Stored items
-------------------------

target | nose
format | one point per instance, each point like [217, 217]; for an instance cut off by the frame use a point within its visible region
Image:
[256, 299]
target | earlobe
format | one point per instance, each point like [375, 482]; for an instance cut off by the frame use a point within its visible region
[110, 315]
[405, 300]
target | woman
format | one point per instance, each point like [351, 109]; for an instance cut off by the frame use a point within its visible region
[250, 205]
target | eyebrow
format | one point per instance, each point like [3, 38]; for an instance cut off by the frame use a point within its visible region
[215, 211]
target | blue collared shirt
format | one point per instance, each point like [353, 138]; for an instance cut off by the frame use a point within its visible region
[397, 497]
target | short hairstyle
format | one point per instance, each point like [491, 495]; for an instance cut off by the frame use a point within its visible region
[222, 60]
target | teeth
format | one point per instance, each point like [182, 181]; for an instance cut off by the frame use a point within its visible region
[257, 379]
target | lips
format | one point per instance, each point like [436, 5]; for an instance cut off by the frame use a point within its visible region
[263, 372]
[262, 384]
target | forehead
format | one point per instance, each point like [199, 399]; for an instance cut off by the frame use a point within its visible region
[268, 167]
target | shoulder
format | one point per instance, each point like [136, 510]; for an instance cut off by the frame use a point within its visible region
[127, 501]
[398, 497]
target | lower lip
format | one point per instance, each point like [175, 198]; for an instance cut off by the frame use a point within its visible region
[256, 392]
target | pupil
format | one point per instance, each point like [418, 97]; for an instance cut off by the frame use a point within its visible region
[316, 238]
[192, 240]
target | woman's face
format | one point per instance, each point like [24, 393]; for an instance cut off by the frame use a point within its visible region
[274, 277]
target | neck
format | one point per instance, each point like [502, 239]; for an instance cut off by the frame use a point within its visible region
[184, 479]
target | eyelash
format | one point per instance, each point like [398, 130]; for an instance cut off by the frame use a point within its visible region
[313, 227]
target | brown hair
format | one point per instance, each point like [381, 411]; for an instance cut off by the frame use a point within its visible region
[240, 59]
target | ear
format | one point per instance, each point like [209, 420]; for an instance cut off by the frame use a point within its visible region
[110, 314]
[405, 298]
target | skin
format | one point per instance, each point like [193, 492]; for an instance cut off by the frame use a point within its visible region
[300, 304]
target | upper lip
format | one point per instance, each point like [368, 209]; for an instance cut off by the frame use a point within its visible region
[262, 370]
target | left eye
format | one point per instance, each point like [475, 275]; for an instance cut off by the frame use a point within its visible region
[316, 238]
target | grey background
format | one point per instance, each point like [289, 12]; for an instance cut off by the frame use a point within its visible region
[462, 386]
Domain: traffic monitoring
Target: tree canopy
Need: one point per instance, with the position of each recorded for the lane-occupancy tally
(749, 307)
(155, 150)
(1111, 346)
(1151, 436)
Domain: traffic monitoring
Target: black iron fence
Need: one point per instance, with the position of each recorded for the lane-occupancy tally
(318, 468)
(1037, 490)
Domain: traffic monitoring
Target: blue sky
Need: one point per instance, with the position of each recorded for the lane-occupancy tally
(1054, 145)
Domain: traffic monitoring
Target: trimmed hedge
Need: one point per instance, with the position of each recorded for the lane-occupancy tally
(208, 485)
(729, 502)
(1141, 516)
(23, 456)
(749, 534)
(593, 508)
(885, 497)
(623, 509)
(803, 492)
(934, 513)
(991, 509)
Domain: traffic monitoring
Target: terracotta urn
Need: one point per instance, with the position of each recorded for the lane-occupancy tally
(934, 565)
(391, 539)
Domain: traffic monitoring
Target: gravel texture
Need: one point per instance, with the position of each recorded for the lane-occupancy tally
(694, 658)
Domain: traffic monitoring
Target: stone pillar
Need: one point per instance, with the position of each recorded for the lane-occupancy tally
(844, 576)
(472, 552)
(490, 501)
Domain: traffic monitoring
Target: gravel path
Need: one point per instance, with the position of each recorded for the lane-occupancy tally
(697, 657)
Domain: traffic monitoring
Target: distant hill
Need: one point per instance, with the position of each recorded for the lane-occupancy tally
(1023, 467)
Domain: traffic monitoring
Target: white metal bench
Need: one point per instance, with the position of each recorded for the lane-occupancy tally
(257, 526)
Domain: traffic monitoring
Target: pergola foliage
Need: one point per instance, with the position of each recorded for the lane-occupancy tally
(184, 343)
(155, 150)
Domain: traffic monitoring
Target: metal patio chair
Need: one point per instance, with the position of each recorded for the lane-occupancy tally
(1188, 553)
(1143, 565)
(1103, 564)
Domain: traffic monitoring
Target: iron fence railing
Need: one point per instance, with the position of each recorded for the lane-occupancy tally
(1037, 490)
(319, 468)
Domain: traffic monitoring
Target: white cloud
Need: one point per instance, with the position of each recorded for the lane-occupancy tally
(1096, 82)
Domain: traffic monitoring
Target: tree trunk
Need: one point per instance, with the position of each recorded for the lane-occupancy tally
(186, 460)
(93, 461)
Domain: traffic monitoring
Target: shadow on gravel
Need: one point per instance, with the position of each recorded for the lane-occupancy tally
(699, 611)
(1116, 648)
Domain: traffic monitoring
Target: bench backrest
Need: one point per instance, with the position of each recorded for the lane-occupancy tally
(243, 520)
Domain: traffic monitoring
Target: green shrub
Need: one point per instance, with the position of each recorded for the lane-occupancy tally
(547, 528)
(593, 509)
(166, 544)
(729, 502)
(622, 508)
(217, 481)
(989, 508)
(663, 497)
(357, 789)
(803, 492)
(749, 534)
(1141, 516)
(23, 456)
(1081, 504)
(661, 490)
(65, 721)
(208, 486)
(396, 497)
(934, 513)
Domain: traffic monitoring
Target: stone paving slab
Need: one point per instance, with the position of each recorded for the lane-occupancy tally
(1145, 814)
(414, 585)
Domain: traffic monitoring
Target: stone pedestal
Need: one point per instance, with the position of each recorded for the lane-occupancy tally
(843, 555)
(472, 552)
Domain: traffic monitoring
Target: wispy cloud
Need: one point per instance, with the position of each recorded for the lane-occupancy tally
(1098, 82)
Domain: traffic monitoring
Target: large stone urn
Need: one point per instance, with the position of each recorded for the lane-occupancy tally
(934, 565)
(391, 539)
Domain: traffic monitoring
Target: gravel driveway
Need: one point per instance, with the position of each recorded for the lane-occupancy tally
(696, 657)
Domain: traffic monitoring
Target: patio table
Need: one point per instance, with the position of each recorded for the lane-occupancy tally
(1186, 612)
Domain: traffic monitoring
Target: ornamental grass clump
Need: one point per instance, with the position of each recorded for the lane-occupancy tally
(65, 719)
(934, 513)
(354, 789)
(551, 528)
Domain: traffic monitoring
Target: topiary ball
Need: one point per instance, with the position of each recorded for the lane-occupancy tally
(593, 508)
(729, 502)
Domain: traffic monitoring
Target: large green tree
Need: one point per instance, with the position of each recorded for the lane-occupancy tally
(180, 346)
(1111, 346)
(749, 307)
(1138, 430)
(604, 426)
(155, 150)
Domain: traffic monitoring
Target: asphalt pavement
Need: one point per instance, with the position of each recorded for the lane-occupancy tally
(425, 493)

-------------------------

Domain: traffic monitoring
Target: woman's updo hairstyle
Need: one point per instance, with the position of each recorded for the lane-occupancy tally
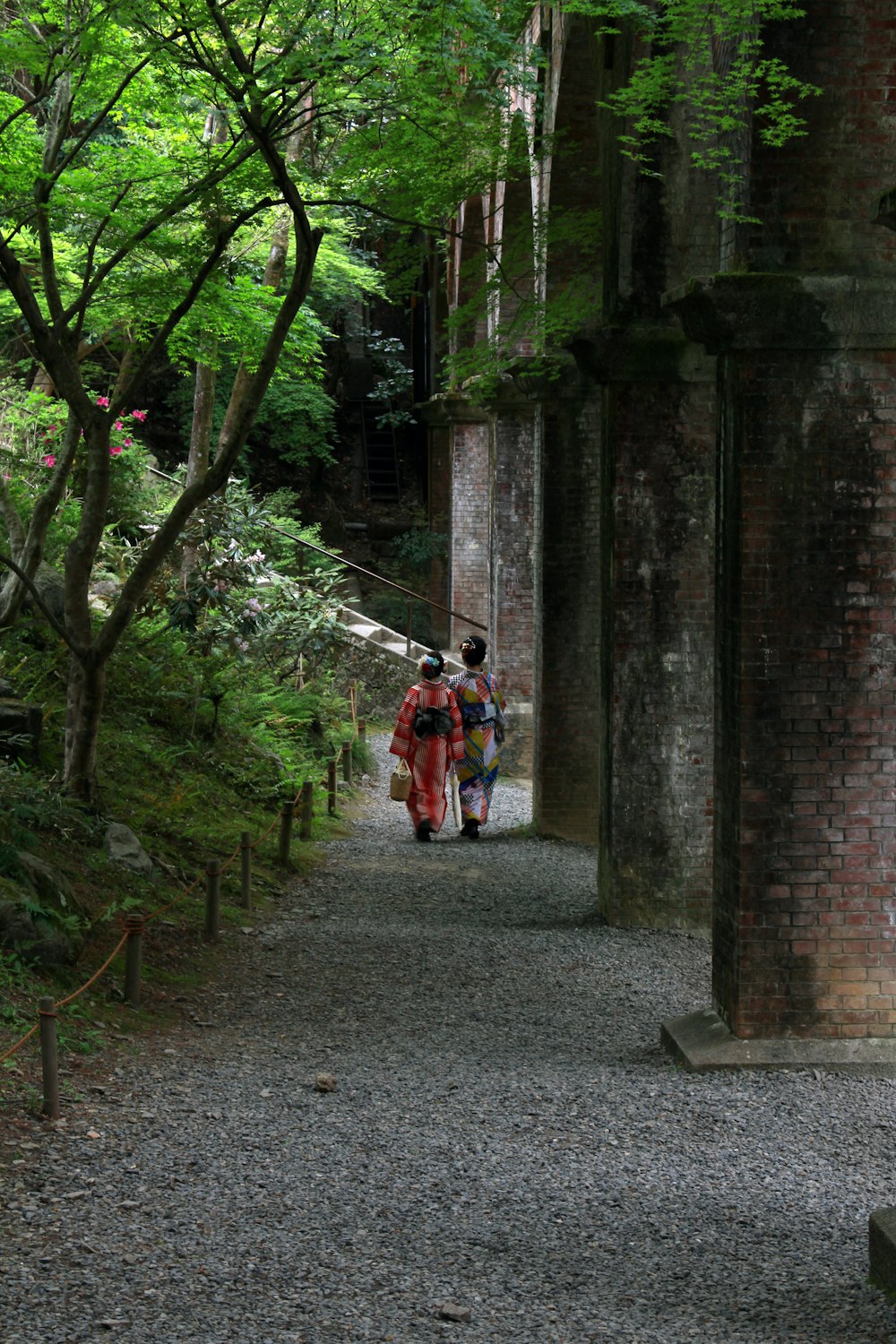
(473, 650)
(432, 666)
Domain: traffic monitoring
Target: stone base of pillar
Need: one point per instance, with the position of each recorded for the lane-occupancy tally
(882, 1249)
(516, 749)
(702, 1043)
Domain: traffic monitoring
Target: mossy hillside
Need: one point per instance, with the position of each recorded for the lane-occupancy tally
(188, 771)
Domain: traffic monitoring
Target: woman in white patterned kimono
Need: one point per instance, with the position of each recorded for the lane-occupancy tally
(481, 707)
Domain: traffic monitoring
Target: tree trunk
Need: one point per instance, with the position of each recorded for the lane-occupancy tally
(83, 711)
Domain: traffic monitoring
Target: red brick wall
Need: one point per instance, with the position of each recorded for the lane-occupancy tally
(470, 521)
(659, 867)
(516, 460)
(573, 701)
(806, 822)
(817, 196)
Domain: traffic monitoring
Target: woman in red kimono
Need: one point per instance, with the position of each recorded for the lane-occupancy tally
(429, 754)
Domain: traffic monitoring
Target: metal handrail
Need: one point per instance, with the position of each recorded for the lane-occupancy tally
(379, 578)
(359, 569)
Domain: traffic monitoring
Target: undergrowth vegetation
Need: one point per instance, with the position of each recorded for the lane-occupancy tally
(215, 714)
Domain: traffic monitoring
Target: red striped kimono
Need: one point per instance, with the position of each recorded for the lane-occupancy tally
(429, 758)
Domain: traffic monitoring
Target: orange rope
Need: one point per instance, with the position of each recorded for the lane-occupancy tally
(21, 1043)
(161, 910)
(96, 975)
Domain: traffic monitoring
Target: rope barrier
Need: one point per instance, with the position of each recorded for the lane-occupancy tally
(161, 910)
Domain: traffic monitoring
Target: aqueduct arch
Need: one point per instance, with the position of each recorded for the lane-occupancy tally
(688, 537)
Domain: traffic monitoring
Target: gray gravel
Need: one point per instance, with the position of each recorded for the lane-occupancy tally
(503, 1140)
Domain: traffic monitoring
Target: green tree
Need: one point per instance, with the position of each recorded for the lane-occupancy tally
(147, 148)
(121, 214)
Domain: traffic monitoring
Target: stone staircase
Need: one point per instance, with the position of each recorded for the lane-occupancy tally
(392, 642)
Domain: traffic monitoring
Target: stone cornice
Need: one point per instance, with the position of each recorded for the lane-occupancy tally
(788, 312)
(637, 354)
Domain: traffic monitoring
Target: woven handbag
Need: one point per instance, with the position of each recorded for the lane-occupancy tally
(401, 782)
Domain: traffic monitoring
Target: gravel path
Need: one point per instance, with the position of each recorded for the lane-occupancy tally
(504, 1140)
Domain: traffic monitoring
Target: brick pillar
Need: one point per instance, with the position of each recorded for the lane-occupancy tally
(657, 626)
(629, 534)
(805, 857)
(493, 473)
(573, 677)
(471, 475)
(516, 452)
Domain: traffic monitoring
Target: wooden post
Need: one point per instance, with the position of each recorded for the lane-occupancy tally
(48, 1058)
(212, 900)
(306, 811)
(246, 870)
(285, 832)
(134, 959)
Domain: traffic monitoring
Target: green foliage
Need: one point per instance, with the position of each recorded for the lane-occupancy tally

-------------------------

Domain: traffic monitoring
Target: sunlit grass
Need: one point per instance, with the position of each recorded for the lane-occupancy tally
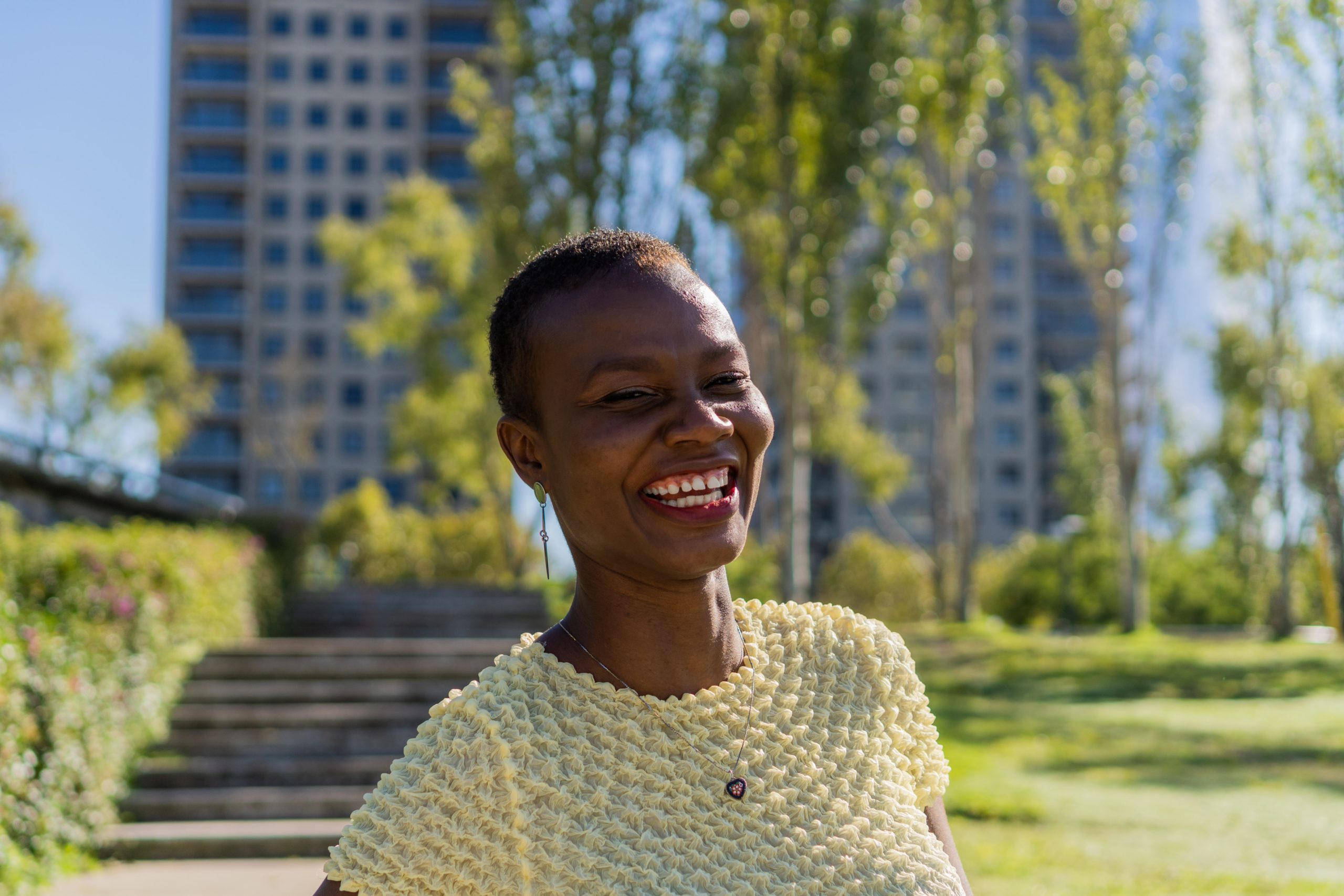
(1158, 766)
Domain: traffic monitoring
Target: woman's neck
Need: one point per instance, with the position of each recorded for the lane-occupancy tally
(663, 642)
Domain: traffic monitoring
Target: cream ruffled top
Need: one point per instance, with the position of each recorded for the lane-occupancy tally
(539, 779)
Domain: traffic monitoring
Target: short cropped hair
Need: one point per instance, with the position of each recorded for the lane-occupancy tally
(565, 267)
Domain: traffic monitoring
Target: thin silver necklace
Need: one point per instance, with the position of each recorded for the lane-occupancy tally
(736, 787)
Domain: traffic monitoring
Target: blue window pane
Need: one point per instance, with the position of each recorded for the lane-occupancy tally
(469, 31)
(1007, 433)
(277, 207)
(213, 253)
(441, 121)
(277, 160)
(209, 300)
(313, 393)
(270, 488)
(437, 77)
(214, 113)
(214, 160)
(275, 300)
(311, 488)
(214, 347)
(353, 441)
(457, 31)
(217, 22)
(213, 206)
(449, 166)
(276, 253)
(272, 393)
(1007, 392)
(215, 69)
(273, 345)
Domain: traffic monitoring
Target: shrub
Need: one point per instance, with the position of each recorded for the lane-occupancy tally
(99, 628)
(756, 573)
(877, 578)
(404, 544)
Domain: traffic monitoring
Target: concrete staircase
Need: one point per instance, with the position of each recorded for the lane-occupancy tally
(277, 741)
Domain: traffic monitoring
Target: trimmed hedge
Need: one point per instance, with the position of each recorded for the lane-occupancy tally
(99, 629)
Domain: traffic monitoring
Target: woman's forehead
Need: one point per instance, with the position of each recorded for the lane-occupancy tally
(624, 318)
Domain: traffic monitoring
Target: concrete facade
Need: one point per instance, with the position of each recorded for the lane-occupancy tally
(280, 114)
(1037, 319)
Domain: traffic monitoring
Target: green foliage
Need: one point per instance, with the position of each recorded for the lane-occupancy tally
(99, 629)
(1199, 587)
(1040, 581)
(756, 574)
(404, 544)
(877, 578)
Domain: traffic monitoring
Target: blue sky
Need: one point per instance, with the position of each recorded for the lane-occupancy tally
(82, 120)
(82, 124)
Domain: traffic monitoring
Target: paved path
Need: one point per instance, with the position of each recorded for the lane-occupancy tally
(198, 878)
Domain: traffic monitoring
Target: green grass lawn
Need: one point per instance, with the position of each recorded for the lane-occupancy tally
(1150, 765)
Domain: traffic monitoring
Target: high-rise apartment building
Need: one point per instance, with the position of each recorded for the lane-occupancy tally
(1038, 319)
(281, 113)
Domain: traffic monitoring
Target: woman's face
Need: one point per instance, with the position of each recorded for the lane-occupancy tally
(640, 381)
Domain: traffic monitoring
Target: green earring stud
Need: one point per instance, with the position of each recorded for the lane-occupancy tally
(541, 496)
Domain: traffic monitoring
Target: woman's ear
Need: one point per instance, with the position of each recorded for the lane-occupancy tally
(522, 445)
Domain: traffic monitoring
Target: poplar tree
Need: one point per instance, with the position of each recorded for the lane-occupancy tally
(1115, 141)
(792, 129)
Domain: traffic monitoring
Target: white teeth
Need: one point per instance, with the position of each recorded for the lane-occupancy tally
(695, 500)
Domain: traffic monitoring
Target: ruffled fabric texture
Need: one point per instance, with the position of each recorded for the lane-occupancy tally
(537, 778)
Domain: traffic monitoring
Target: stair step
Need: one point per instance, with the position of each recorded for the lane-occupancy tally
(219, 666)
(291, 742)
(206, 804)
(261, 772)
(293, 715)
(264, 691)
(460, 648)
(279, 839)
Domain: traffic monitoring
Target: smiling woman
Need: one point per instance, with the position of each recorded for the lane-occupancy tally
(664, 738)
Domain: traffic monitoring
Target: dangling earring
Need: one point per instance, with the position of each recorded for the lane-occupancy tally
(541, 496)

-------------------------

*Your task*
Print, without alteration, only the lines above between the one holding "target | short hairstyle" and the one holding "target | shoulder", inclusive.

*Exercise solution*
target | short hairstyle
format | one point per instance, each point like [491, 495]; for an instance cut off by the frame use a point within its visible region
[222, 60]
target | teeth
format | one point per instance, each point like [182, 181]; for an instance cut off by the frame use a point within its visible region
[257, 379]
target | lips
format | one point per instance, each point like [436, 5]; for an instance cut off by the frame use a point within its visible region
[263, 372]
[262, 384]
target | forehead
format | one point per instance, each point like [199, 399]; for an instance cut off by the frame use a point within its visible region
[268, 167]
target | shoulder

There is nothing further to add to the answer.